FRAGMENT TEKSTU
☆ ☆ ☆ ☆
Śmierć i pogrzeb Dawida
Potem Dawid zasnął ze swymi ojcami i został pogrzebany w mieście Dawida. A czas panowania Dawida nad Izraelem wynosił czterdzieści lat. W Hebronie królował siedem lat, a w Jerozolimie królował trzydzieści trzy lata.
Salomon na tronie Dawida
Zasiadł więc Salomon na tronie Dawida, swego ojca, i jego królestwo zostało mocno utwierdzone. Potem przyszedł Adoniasz, syn Chaggity, do Batszeby, matki Salomona. Ta go zapytała:
— Czy twoje przyjście oznacza pokój?
A on odpowiedział:
— Pokój.
Następnie dodał:
— Mam do ciebie sprawę.
Odpowiedziała:
— Mów.
Wtedy powiedział:
— Ty wiesz, że do mnie należało królestwo i że cały Izrael patrzył na mnie i chciał, abym królował. Królestwo jednak uległo zmianie i dostało się memu bratu, bo przypadło mu ono od Pana. Teraz mam więc do ciebie jedną prośbę, nie odmawiaj mi tego.
Odpowiedziała:
— Mów.
Wtedy powiedział:
— Powiedz, proszę, do Salomona, króla – bo wiem, że tobie nie odmówi – aby dał mi Abiszag Szunamitkę za żonę.
Batszeba odpowiedziała:
— Dobrze, przemówię za tobą do króla.
Poszła więc Batszeba do króla Salomona, aby przemówić do niego za Adoniaszem. I król wstał na jej spotkanie, pokłonił się jej i usiadł na swym tronie. Kazał też postawić krzesło swojej matce, a ona usiadła po jego prawicy. I powiedziała:
— Mam do ciebie jedną małą prośbę, nie odmawiaj mi.
☆ ☆ ☆ ☆
WYCIĄG Z DANYCH
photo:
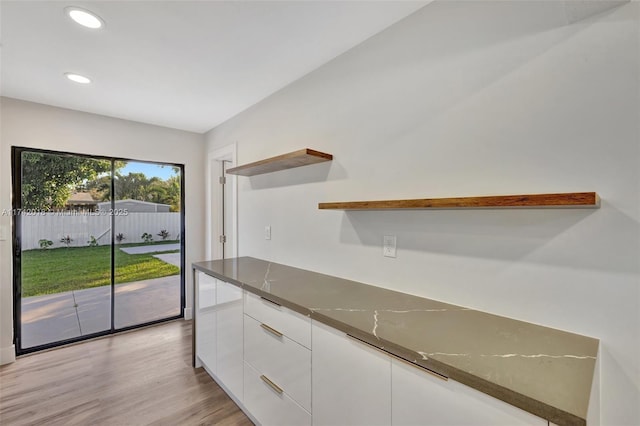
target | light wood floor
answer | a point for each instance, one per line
(137, 378)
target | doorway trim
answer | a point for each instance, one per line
(214, 216)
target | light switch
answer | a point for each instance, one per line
(389, 246)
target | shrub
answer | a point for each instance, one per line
(45, 244)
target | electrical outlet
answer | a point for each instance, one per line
(389, 246)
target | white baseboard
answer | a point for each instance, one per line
(7, 354)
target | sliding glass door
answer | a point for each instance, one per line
(98, 246)
(148, 258)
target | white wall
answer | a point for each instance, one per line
(469, 98)
(39, 126)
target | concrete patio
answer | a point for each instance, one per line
(60, 316)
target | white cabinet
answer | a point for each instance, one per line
(351, 381)
(206, 321)
(219, 330)
(269, 404)
(229, 331)
(277, 368)
(420, 398)
(292, 324)
(282, 368)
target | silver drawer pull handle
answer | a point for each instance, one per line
(420, 367)
(272, 385)
(271, 330)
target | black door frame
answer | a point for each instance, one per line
(16, 228)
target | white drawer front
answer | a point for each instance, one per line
(282, 360)
(268, 406)
(295, 326)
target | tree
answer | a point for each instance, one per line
(48, 179)
(136, 186)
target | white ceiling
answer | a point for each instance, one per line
(184, 64)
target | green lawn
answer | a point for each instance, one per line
(63, 269)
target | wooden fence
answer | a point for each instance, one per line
(81, 226)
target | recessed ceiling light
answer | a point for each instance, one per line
(84, 17)
(77, 78)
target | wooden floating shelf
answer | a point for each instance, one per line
(565, 200)
(303, 157)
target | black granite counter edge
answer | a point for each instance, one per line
(531, 405)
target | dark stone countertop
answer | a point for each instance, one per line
(545, 371)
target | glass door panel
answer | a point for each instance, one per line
(64, 249)
(148, 236)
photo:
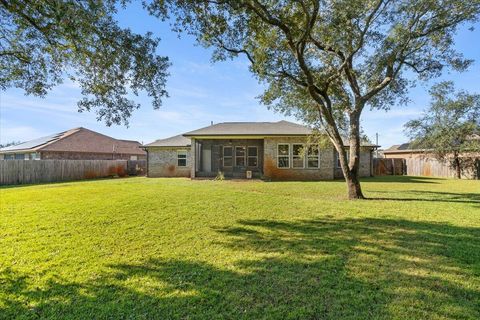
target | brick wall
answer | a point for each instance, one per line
(59, 155)
(271, 171)
(162, 162)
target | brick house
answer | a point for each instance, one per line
(75, 144)
(267, 150)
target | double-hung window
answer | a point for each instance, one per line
(298, 160)
(181, 158)
(313, 156)
(227, 156)
(283, 155)
(252, 156)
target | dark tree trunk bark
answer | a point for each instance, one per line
(456, 162)
(351, 168)
(354, 188)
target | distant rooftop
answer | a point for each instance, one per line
(39, 142)
(280, 128)
(175, 141)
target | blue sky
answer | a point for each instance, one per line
(200, 92)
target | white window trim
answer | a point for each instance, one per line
(256, 157)
(317, 157)
(302, 157)
(186, 158)
(244, 156)
(223, 156)
(283, 156)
☆ ☆ ☆ ☆
CELE
a – Wypisz wszystkie imiona ludzi występujące w tekście o Dawidzie i Salomonie, w kolejności ich pierwszego pojawienia się.
b – Zaktualizuj tekst o Dawidzie i Salomonie: przytocz ponownie wszystko od "Poszła więc Batszeba" w dół aż do "nie odmawiaj mi.", zamieniając "krzesło" na "stołek".

ROZWIĄZANIA ZADAŃ
a – Dawid, Salomon, Adoniasz, Chaggita, Batszeba, Abiszag

b –
Poszła więc Batszeba do króla Salomona, aby przemówić do niego za Adoniaszem. I król wstał na jej spotkanie, pokłonił się jej i usiadł na swym tronie. Kazał też postawić stołek swojej matce, a ona usiadła po jego prawicy. I powiedziała:
— Mam do ciebie jedną małą prośbę, nie odmawiaj mi.